■ INSTRUCTIONS TO FOLLOW
Find every line in the lines below that contains the string "tracksuit" and copy each one out. Case counts.
* Begin DATASET *
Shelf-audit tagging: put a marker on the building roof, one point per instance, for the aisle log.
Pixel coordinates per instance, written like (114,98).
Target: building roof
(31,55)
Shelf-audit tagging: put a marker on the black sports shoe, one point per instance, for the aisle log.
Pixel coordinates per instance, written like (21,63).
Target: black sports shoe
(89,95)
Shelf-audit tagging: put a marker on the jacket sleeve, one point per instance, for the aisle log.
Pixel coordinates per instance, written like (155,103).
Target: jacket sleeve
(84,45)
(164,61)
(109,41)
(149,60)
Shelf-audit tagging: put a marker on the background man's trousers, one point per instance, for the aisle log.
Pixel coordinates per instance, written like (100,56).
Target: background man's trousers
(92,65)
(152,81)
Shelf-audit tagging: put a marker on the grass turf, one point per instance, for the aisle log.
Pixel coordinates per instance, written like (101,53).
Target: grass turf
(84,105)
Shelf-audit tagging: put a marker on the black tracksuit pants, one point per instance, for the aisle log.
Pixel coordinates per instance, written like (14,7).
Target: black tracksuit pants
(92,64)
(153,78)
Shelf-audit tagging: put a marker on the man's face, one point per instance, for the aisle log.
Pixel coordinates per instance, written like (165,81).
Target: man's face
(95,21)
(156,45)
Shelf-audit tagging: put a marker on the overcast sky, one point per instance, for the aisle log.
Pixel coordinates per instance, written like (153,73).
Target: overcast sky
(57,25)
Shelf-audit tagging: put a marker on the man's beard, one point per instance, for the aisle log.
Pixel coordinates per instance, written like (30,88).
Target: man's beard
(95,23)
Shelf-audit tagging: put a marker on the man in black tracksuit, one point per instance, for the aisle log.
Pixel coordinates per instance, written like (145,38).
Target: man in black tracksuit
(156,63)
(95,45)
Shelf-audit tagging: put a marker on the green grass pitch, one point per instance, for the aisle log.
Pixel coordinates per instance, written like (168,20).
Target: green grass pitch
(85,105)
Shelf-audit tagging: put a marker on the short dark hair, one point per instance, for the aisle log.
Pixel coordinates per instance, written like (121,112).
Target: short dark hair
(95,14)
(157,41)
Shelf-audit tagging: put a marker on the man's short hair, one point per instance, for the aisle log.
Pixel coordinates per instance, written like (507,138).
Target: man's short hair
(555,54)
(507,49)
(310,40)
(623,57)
* End DATASET *
* Begin DATASET *
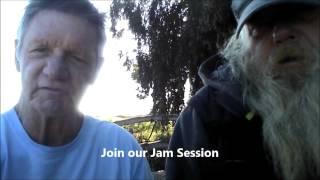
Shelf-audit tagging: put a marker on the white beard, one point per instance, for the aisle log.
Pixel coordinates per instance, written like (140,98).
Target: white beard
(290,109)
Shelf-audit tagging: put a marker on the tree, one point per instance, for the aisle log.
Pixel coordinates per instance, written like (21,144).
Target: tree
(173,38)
* End DATASET *
* Begin DATASET *
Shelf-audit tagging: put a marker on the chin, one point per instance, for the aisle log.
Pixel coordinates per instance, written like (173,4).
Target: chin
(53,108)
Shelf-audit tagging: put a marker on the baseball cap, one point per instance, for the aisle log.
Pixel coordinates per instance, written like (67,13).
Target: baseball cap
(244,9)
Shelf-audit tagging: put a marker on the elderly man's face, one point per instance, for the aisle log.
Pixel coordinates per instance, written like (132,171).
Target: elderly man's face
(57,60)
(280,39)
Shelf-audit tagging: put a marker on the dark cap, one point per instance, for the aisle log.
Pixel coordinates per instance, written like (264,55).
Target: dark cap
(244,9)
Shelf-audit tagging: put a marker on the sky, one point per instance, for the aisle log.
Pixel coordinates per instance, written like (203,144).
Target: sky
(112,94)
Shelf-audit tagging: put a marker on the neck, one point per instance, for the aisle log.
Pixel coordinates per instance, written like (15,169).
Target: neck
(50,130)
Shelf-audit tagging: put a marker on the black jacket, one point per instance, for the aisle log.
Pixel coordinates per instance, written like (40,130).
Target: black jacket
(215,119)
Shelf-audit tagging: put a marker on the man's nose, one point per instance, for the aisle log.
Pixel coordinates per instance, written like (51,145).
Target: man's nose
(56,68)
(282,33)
* End DATASET *
■ CORRECT RESPONSE
Shelf-audit tagging: put a marker on the black tracksuit pants, one point per instance, for the aisle log.
Target: black tracksuit pants
Shelf-audit tagging: put a marker on the man in black tracksuit, one point per instance, for the aisle log.
Target: man in black tracksuit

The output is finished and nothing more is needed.